• _WORK INSTRUCTION_:
Each entry has to be reproduced in full, exactly as given.

(Stored data)
····················
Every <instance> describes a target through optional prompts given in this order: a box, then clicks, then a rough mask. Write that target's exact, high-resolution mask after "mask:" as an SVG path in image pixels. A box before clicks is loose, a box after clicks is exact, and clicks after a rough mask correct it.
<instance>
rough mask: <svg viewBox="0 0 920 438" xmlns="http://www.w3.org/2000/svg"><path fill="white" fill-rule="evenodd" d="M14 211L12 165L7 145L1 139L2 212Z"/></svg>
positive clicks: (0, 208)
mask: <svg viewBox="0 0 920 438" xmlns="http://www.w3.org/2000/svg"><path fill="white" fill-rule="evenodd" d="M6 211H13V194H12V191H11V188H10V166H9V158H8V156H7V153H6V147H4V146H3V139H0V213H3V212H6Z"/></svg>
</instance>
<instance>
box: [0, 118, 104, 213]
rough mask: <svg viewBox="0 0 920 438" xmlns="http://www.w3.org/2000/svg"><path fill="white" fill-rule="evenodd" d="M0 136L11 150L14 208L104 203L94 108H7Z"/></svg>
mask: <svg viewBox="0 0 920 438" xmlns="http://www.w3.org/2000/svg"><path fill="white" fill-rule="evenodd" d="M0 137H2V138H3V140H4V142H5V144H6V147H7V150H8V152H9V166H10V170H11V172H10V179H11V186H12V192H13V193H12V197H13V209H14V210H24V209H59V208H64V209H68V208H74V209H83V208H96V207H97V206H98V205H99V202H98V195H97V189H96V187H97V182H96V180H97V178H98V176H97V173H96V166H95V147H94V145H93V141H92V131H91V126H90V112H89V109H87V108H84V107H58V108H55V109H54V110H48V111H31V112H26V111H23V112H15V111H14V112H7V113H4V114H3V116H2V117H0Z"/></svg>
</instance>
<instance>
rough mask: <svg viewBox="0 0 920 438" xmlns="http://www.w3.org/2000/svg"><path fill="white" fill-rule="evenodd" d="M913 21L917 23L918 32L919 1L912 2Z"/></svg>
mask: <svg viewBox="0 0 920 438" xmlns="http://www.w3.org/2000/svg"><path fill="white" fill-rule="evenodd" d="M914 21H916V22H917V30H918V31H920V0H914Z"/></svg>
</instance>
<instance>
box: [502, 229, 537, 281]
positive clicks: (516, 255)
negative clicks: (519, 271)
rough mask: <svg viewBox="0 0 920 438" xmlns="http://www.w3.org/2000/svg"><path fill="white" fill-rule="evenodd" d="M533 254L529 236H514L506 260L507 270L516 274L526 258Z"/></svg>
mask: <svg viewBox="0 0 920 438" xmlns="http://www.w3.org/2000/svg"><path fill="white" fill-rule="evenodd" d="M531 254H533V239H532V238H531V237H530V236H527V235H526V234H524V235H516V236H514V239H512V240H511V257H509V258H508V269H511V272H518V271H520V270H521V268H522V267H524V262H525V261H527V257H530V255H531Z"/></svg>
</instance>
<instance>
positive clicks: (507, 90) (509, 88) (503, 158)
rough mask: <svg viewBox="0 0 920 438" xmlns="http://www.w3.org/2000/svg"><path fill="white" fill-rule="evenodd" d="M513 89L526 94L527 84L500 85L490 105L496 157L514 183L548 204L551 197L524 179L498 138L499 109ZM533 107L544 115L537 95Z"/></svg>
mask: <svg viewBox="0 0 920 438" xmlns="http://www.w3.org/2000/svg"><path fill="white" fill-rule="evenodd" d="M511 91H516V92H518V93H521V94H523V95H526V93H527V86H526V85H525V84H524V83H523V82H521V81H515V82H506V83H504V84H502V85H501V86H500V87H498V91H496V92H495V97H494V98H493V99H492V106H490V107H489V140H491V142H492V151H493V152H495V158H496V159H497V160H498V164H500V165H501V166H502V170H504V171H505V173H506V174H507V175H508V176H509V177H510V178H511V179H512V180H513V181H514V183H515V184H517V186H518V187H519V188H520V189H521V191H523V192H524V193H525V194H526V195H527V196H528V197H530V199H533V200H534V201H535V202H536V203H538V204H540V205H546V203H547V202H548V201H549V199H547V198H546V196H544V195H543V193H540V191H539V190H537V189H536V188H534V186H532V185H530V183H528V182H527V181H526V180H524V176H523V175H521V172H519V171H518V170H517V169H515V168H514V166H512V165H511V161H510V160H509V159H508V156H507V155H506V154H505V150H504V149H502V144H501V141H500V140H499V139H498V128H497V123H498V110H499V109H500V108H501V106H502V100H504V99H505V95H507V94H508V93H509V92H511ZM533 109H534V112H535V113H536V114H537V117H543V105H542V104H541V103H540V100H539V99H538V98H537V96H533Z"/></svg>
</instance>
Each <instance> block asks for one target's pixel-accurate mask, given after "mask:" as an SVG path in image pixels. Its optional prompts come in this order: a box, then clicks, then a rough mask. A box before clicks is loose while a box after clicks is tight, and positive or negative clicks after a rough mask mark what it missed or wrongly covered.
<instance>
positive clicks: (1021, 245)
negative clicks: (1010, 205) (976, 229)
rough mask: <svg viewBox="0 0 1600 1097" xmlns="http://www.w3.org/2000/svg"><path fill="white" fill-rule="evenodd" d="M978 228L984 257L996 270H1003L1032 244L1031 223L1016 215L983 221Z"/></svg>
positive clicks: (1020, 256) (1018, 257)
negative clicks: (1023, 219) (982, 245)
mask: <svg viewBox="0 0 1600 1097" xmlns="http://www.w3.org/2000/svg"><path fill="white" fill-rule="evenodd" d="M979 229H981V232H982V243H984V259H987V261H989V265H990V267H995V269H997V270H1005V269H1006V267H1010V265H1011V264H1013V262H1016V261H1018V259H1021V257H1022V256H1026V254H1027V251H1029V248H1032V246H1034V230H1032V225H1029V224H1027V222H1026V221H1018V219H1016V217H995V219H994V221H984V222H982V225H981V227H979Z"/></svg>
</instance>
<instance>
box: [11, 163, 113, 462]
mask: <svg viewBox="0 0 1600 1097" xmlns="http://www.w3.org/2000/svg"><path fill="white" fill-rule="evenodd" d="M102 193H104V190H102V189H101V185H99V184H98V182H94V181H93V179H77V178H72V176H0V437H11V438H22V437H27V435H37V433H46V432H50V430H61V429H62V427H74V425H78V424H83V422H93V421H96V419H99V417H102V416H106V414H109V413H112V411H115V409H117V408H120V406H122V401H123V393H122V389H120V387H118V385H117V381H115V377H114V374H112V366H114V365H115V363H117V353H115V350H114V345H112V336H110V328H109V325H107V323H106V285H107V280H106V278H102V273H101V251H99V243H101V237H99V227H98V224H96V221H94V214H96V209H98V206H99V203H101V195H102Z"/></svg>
····················
• _ANSWER TO THIS TASK_:
Every <instance> describes a target through optional prompts given in this order: a box, then clicks, then a rough mask. Write that target's exact, high-resolution mask after "mask:" as an SVG path in image pixels. A box before clicks is loose, a box after clicks is exact, and clicks after a rough mask correct it.
<instance>
rough mask: <svg viewBox="0 0 920 438" xmlns="http://www.w3.org/2000/svg"><path fill="white" fill-rule="evenodd" d="M14 211L12 165L7 145L1 139L2 212Z"/></svg>
positive clicks: (0, 208)
mask: <svg viewBox="0 0 920 438" xmlns="http://www.w3.org/2000/svg"><path fill="white" fill-rule="evenodd" d="M6 211H13V194H12V191H11V188H10V166H9V158H8V156H7V153H6V147H4V146H3V139H0V213H3V212H6Z"/></svg>
</instance>
<instance>
box: [0, 118, 104, 213]
rough mask: <svg viewBox="0 0 920 438" xmlns="http://www.w3.org/2000/svg"><path fill="white" fill-rule="evenodd" d="M0 136L11 150L14 208L104 203L94 108H7Z"/></svg>
mask: <svg viewBox="0 0 920 438" xmlns="http://www.w3.org/2000/svg"><path fill="white" fill-rule="evenodd" d="M0 137H2V138H3V140H4V142H5V144H6V147H7V150H8V152H9V166H10V170H11V172H10V179H11V186H12V192H13V193H12V197H13V209H14V210H24V209H59V208H64V209H68V208H74V209H83V208H96V207H97V206H98V205H99V202H98V195H97V189H96V187H97V182H96V180H97V178H98V176H97V173H96V166H95V147H94V145H93V141H92V131H91V126H90V112H89V109H87V108H84V107H58V108H55V109H54V110H48V111H31V112H26V111H23V112H15V111H14V112H7V113H4V114H3V116H2V117H0Z"/></svg>
</instance>
<instance>
rough mask: <svg viewBox="0 0 920 438" xmlns="http://www.w3.org/2000/svg"><path fill="white" fill-rule="evenodd" d="M913 21L917 23L918 32L919 1L912 2Z"/></svg>
mask: <svg viewBox="0 0 920 438" xmlns="http://www.w3.org/2000/svg"><path fill="white" fill-rule="evenodd" d="M914 21H916V22H917V30H918V31H920V0H914Z"/></svg>
</instance>
<instance>
box: [502, 229, 537, 281]
positive clicks: (516, 255)
negative clicks: (519, 271)
rough mask: <svg viewBox="0 0 920 438" xmlns="http://www.w3.org/2000/svg"><path fill="white" fill-rule="evenodd" d="M533 254L529 236H514L506 260L507 270L516 274L526 258Z"/></svg>
mask: <svg viewBox="0 0 920 438" xmlns="http://www.w3.org/2000/svg"><path fill="white" fill-rule="evenodd" d="M531 254H533V239H532V238H531V237H530V236H527V235H526V234H524V235H516V236H514V239H512V240H511V257H509V258H508V269H511V272H518V271H520V270H521V268H522V267H524V262H525V261H527V257H530V255H531Z"/></svg>
</instance>
<instance>
positive clicks: (507, 90) (509, 88) (503, 158)
rough mask: <svg viewBox="0 0 920 438" xmlns="http://www.w3.org/2000/svg"><path fill="white" fill-rule="evenodd" d="M513 89L526 94L527 84L500 85L490 105L496 157L514 183L548 204L551 197L524 179L498 138L499 109ZM533 107L544 115L537 95Z"/></svg>
mask: <svg viewBox="0 0 920 438" xmlns="http://www.w3.org/2000/svg"><path fill="white" fill-rule="evenodd" d="M511 91H516V92H518V93H521V94H523V95H526V93H527V86H526V85H525V84H524V83H523V82H521V81H515V82H506V83H504V84H502V85H501V86H500V87H498V91H496V92H495V97H494V98H493V99H492V106H490V107H489V140H491V142H492V151H493V152H495V158H496V159H497V160H498V164H500V165H501V166H502V170H504V171H505V173H506V174H507V175H508V176H509V177H510V178H511V179H512V180H513V181H514V183H515V184H517V186H518V187H519V188H520V189H521V191H523V192H524V193H525V194H526V195H527V196H528V197H530V199H533V200H534V201H535V202H536V203H538V204H540V205H546V203H547V202H548V201H549V199H547V198H546V196H544V195H543V193H540V191H539V190H537V189H536V188H534V186H532V185H530V183H528V182H527V181H526V180H524V176H523V175H521V172H519V171H518V170H517V169H515V168H514V166H512V165H511V161H510V160H509V159H508V156H507V155H506V154H505V150H504V149H502V144H501V141H500V140H499V139H498V128H497V123H498V110H499V109H500V108H501V106H502V100H504V99H505V95H507V94H508V93H509V92H511ZM533 109H534V112H535V113H536V114H537V117H543V105H542V104H541V103H540V100H539V99H538V98H537V96H533Z"/></svg>
</instance>
Each <instance> block asks for one target's pixel-accurate mask, given after "mask:" as an SVG path in image pixels. Its optional prompts come in this order: a box, then clicks, then a rough mask. A box before clicks is loose while a box after clicks is tight, and positive or negative clicks after a rough mask mark what it missed or wrongly covered.
<instance>
positive clicks: (1021, 245)
negative clicks: (1010, 205) (976, 229)
rough mask: <svg viewBox="0 0 1600 1097" xmlns="http://www.w3.org/2000/svg"><path fill="white" fill-rule="evenodd" d="M978 228L984 257L996 270H1003L1032 244L1031 223L1016 215L983 221Z"/></svg>
positive clicks: (1020, 256) (1018, 257)
negative clicks: (1023, 219) (982, 245)
mask: <svg viewBox="0 0 1600 1097" xmlns="http://www.w3.org/2000/svg"><path fill="white" fill-rule="evenodd" d="M979 229H981V232H982V243H984V259H987V261H989V265H990V267H995V269H997V270H1005V269H1006V267H1010V265H1011V264H1013V262H1016V261H1018V259H1021V257H1022V256H1026V254H1027V251H1029V248H1032V246H1034V230H1032V225H1029V224H1027V222H1026V221H1018V219H1016V217H995V219H994V221H984V222H982V225H981V227H979Z"/></svg>
</instance>
<instance>
box: [11, 163, 113, 462]
mask: <svg viewBox="0 0 1600 1097" xmlns="http://www.w3.org/2000/svg"><path fill="white" fill-rule="evenodd" d="M102 193H104V190H102V189H101V185H99V184H98V182H94V181H93V179H77V178H72V176H0V437H11V438H22V437H27V435H37V433H46V432H50V430H61V429H62V427H74V425H78V424H83V422H93V421H96V419H99V417H102V416H106V414H109V413H112V411H115V409H117V408H120V406H122V401H123V393H122V389H120V387H118V385H117V381H115V377H114V374H112V366H114V365H115V363H117V353H115V350H114V345H112V336H110V328H109V325H107V323H106V285H107V280H106V278H102V273H101V251H99V243H101V237H99V227H98V224H96V221H94V214H96V209H98V206H99V203H101V195H102Z"/></svg>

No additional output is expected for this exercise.